#### Excerpt provided

I was honoured to attend the 2017 Graduation ceremony for University of East London’s Sir John Cass School of Education and Communities on 1st November 2017. The ceremony granted UEL degrees in Early Childhood Studies, Education Studies, Social Work , Special Education and Youth and Community Work to over 500 graduates, many of whom were former NewVIc students and some who were parents of NewVIc students. It was a real privilege to share this day with them and to see so many of our alumni complete the next phase of their education and get one step closer to achieving their goal to work in education – the best job in the world!
I was accepting a UEL honorary doctorate and was particularly excited to be receiving it in the same year as democracy and accountability campaigner Gina Miller and the actor and disability advocate Sally Phillips.
What I said in my acceptance speech:
I need to start by saying that I’m not really that keen on honours. In fact, I didn’t attend my own graduation in 1982. At that time, I thought it was very un-cool. But after attending graduation ceremonies for some of my own children and hosting many awards evenings as a college principal over the years, I think I’ve come to value the symbolic importance of these occasions. And on this occasion, I am deeply honoured to accept this honorary doctorate.
I’m honoured for at least two reasons: first, because of where it’s coming from and second, because of what it’s for.

########
#### Collected material

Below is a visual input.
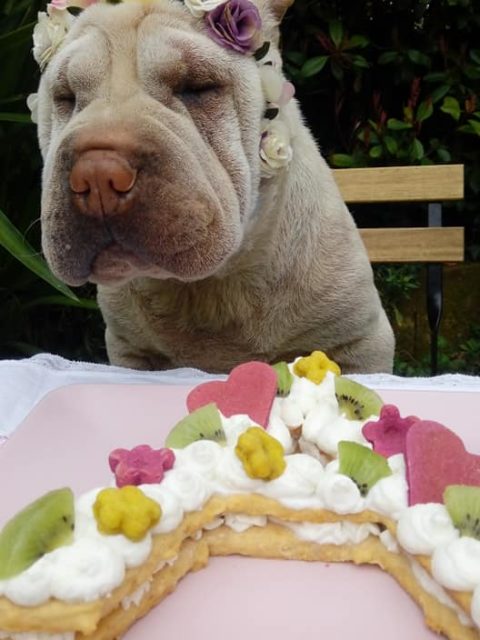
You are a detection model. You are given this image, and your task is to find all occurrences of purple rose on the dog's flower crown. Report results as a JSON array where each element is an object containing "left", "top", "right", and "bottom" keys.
[{"left": 207, "top": 0, "right": 262, "bottom": 53}]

########

[Assigned task 1]:
Using the honorary doctorate text, decide whether each statement agrees with it, answering yes or no and quoting the deciding words. (a) The graduation ceremony was held on 1st November 2017. (b) The speaker attended their own graduation in 1982. (c) Gina Miller received a UEL honorary doctorate in the same year as the speaker.
[Assigned task 2]:
According to the honorary doctorate text, how many graduates received UEL degrees at the ceremony?

[Task output 1]:
(a) Yes: "on 1st November 2017"
(b) No: "I didn’t attend my own graduation in 1982"
(c) Yes: "receiving it in the same year as democracy and accountability campaigner Gina Miller"

[Task output 2]:
Over 500 graduates.